• The exercise: Repeat each record below exactly as given.
--- begin Dataset extract ---
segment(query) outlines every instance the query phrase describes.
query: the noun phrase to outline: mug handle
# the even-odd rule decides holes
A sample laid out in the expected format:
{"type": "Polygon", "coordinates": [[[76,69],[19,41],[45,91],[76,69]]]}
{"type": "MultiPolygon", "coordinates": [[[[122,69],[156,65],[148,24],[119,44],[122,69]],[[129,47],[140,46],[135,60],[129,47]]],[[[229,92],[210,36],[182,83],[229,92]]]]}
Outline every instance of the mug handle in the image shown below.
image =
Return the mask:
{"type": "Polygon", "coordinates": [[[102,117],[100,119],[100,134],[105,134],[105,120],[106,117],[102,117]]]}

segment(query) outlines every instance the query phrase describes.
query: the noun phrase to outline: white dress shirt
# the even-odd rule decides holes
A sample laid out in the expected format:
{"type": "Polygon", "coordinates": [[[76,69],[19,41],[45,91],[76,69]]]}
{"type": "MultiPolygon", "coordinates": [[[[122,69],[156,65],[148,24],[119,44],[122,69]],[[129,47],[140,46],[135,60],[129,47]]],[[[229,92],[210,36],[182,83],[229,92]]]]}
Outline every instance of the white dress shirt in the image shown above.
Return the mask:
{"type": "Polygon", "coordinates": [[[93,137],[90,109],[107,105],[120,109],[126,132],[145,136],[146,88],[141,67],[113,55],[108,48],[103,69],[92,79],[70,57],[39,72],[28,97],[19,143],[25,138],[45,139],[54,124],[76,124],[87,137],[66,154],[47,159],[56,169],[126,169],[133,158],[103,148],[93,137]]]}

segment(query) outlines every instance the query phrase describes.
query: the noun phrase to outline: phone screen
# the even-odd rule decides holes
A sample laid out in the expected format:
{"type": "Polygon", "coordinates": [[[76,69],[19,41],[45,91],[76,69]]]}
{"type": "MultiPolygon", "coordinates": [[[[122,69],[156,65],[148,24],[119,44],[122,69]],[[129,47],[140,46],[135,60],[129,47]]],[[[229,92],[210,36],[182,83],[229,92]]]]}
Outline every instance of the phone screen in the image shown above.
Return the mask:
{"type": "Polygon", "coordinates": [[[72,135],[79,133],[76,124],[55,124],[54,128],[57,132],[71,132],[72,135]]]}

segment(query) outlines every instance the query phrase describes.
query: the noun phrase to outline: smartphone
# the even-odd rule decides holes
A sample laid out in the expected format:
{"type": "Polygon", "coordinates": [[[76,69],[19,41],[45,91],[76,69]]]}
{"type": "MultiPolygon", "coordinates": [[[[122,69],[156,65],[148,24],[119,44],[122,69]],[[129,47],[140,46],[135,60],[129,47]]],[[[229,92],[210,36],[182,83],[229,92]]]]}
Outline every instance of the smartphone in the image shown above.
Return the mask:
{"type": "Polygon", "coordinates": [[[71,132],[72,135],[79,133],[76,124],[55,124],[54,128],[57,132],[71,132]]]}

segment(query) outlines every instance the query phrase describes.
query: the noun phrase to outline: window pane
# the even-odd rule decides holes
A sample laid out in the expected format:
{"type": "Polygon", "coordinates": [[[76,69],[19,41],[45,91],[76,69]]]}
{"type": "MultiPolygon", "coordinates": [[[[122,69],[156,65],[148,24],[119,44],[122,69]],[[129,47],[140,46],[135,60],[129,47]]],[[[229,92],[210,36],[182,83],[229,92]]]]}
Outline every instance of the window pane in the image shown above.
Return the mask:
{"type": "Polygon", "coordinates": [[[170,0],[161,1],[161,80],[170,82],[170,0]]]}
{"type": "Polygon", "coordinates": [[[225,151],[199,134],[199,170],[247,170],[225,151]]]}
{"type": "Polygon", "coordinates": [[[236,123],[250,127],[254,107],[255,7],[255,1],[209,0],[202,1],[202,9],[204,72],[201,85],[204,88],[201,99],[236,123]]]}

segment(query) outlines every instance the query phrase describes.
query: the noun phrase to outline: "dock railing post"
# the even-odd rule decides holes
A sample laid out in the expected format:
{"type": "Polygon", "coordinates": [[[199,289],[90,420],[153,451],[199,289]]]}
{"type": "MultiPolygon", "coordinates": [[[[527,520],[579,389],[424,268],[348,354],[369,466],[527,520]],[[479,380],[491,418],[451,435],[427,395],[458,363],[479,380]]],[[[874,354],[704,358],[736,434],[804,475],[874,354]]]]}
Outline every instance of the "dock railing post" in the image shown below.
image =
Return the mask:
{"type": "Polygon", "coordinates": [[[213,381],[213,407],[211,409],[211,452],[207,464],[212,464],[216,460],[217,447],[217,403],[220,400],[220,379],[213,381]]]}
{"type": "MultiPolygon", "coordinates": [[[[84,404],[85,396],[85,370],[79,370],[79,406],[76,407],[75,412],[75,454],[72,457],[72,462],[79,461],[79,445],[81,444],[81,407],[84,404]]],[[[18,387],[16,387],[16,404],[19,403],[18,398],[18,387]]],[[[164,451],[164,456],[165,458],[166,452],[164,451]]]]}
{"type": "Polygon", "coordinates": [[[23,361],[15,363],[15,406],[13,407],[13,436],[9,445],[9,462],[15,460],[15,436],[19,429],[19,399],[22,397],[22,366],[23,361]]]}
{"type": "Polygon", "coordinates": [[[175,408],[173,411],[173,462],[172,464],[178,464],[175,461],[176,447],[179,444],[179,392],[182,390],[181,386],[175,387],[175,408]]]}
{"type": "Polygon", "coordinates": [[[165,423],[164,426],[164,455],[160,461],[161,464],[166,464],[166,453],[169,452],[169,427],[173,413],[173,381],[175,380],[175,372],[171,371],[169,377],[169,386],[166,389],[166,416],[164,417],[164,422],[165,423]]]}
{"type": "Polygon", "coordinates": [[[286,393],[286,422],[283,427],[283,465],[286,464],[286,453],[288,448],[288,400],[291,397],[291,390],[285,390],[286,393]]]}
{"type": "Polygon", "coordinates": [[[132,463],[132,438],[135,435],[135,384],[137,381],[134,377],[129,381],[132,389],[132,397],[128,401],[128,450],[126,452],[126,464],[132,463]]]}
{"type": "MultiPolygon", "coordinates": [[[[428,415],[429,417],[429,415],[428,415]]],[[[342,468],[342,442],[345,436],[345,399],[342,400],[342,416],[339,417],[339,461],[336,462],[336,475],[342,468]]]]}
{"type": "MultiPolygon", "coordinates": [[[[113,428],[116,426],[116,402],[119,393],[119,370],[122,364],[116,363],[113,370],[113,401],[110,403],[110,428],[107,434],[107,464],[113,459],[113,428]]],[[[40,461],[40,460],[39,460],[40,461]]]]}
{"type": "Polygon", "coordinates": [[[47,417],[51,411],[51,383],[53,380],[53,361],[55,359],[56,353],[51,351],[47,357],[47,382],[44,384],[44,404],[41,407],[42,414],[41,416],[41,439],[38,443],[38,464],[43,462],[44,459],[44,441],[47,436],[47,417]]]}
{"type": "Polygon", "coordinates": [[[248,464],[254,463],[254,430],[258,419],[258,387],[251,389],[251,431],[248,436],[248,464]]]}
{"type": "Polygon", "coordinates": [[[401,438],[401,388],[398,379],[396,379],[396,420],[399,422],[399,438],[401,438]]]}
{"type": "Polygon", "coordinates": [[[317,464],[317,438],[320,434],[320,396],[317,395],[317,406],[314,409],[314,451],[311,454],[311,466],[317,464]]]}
--- end Dataset extract ---
• Result of this task:
segment(query) outlines every instance the query phrase describes.
query: the noun phrase to outline: mug handle
# the even-odd rule decides holes
A sample laid out in the expected format:
{"type": "Polygon", "coordinates": [[[76,69],[19,41],[45,91],[76,69]]]}
{"type": "MultiPolygon", "coordinates": [[[[122,69],[156,65],[148,24],[119,44],[122,69]],[[129,47],[140,46],[135,60],[129,47]]],[[[229,92],[210,36],[182,83],[229,92]]]]}
Outline every instance of the mug handle in the image shown below.
image =
Return the mask:
{"type": "Polygon", "coordinates": [[[102,117],[100,119],[100,134],[105,134],[105,120],[106,117],[102,117]]]}

segment(query) outlines every instance the query phrase describes.
query: the noun phrase to outline: white dress shirt
# the even-odd rule decides holes
A sample laid out in the expected format:
{"type": "Polygon", "coordinates": [[[76,69],[19,41],[45,91],[76,69]]]}
{"type": "MultiPolygon", "coordinates": [[[[122,69],[156,65],[148,24],[119,44],[122,69]],[[129,47],[140,46],[135,60],[129,47]]],[[[229,92],[210,36],[182,83],[229,92]]]]}
Outline every instance of the white dress shirt in the image shown above.
Return the mask:
{"type": "Polygon", "coordinates": [[[93,137],[90,109],[107,105],[120,109],[126,132],[145,136],[146,88],[141,67],[113,55],[108,48],[103,69],[92,79],[70,57],[39,72],[28,97],[19,143],[25,138],[45,139],[54,124],[76,124],[87,137],[66,154],[47,159],[56,169],[126,169],[133,158],[103,148],[93,137]]]}

segment(query) outlines every instance the query phrase describes.
query: the noun phrase to outline: phone screen
# the even-odd rule decides holes
A sample laid out in the expected format:
{"type": "Polygon", "coordinates": [[[76,69],[19,41],[45,91],[76,69]]]}
{"type": "MultiPolygon", "coordinates": [[[[122,69],[156,65],[148,24],[119,44],[122,69]],[[129,47],[140,46],[135,60],[129,47]]],[[[229,92],[210,36],[182,83],[229,92]]]]}
Outline every instance of the phone screen in the image shown above.
Return the mask:
{"type": "Polygon", "coordinates": [[[72,135],[79,133],[76,124],[55,124],[54,128],[57,132],[71,132],[72,135]]]}

segment(query) outlines every instance the query phrase describes.
query: the noun phrase to outline: smartphone
# the even-odd rule decides holes
A sample laid out in the expected format:
{"type": "Polygon", "coordinates": [[[76,69],[19,41],[45,91],[76,69]]]}
{"type": "MultiPolygon", "coordinates": [[[[122,69],[156,65],[148,24],[119,44],[122,69]],[[129,47],[140,46],[135,60],[129,47]]],[[[229,92],[210,36],[182,83],[229,92]]]]}
Outline every instance of the smartphone in the image shown above.
Return the mask:
{"type": "Polygon", "coordinates": [[[71,132],[72,135],[79,133],[76,124],[55,124],[54,128],[57,132],[71,132]]]}

segment(query) outlines every instance the query phrase describes.
query: the noun phrase to outline: window pane
# the even-odd rule decides holes
A sample laid out in the expected format:
{"type": "Polygon", "coordinates": [[[76,69],[19,41],[45,91],[76,69]]]}
{"type": "MultiPolygon", "coordinates": [[[[122,69],[156,65],[148,24],[119,44],[122,69]],[[129,47],[140,46],[135,60],[129,47]]],[[[229,92],[210,36],[182,83],[229,92]]]]}
Outline every instance of the window pane in the image shown above.
Return the mask:
{"type": "Polygon", "coordinates": [[[170,0],[161,1],[161,80],[170,82],[170,0]]]}
{"type": "Polygon", "coordinates": [[[225,151],[199,134],[199,170],[247,170],[225,151]]]}
{"type": "Polygon", "coordinates": [[[236,123],[250,127],[254,107],[255,7],[255,1],[209,0],[202,1],[202,9],[204,72],[201,85],[204,88],[201,99],[236,123]]]}

segment(query) outlines every instance the query phrase describes.
query: the noun phrase to outline: "dock railing post"
# the even-odd rule decides holes
A sample laid out in the expected format:
{"type": "Polygon", "coordinates": [[[199,289],[90,420],[153,451],[199,289]]]}
{"type": "MultiPolygon", "coordinates": [[[[527,520],[579,389],[424,268],[348,354],[369,466],[527,520]],[[479,380],[491,418],[451,435],[427,395],[458,363],[479,380]]],[[[874,354],[704,358],[736,434],[804,475],[874,354]]]]}
Outline every instance of the "dock railing post" in the image shown below.
image =
Return the mask:
{"type": "Polygon", "coordinates": [[[213,381],[213,407],[211,409],[211,452],[207,464],[212,464],[216,460],[217,447],[217,403],[220,400],[220,379],[213,381]]]}
{"type": "MultiPolygon", "coordinates": [[[[84,404],[85,396],[85,370],[79,370],[79,406],[76,407],[75,412],[75,454],[72,457],[72,462],[79,461],[79,445],[81,444],[81,407],[84,404]]],[[[18,387],[16,387],[16,404],[19,403],[18,398],[18,387]]],[[[164,451],[164,456],[165,458],[166,452],[164,451]]]]}
{"type": "Polygon", "coordinates": [[[23,361],[15,363],[15,406],[13,407],[13,436],[9,445],[9,462],[15,460],[15,436],[19,429],[19,399],[22,397],[22,366],[23,361]]]}
{"type": "Polygon", "coordinates": [[[175,408],[173,411],[173,462],[172,464],[178,464],[175,461],[176,447],[179,444],[179,392],[182,390],[181,386],[175,387],[175,408]]]}
{"type": "Polygon", "coordinates": [[[165,423],[164,426],[164,455],[160,461],[161,464],[166,464],[166,453],[169,452],[169,427],[173,413],[173,381],[175,380],[175,372],[171,371],[169,377],[169,386],[166,389],[166,416],[164,417],[164,422],[165,423]]]}
{"type": "Polygon", "coordinates": [[[286,393],[286,422],[283,427],[283,465],[286,464],[286,453],[288,448],[288,400],[291,397],[291,390],[285,390],[286,393]]]}
{"type": "Polygon", "coordinates": [[[132,463],[132,438],[135,435],[135,384],[137,381],[134,377],[129,381],[132,389],[132,397],[128,401],[128,450],[126,452],[126,464],[132,463]]]}
{"type": "MultiPolygon", "coordinates": [[[[428,415],[429,417],[429,415],[428,415]]],[[[342,468],[342,442],[345,436],[345,399],[342,400],[342,416],[339,417],[339,461],[336,462],[336,475],[342,468]]]]}
{"type": "MultiPolygon", "coordinates": [[[[113,428],[116,426],[116,402],[119,393],[119,370],[122,364],[116,363],[113,370],[113,401],[110,403],[110,428],[107,434],[107,464],[113,459],[113,428]]],[[[40,461],[40,460],[39,460],[40,461]]]]}
{"type": "Polygon", "coordinates": [[[47,417],[51,411],[51,383],[53,380],[53,361],[55,359],[56,353],[51,351],[47,357],[47,382],[44,384],[44,404],[41,407],[42,414],[41,416],[41,439],[38,443],[38,464],[43,462],[44,459],[44,441],[47,436],[47,417]]]}
{"type": "Polygon", "coordinates": [[[248,464],[254,463],[254,430],[258,419],[258,387],[251,389],[251,431],[248,436],[248,464]]]}
{"type": "Polygon", "coordinates": [[[401,438],[401,388],[398,379],[396,379],[396,420],[399,422],[399,438],[401,438]]]}
{"type": "Polygon", "coordinates": [[[317,464],[317,438],[320,434],[320,396],[317,395],[317,406],[314,409],[314,451],[311,454],[311,466],[317,464]]]}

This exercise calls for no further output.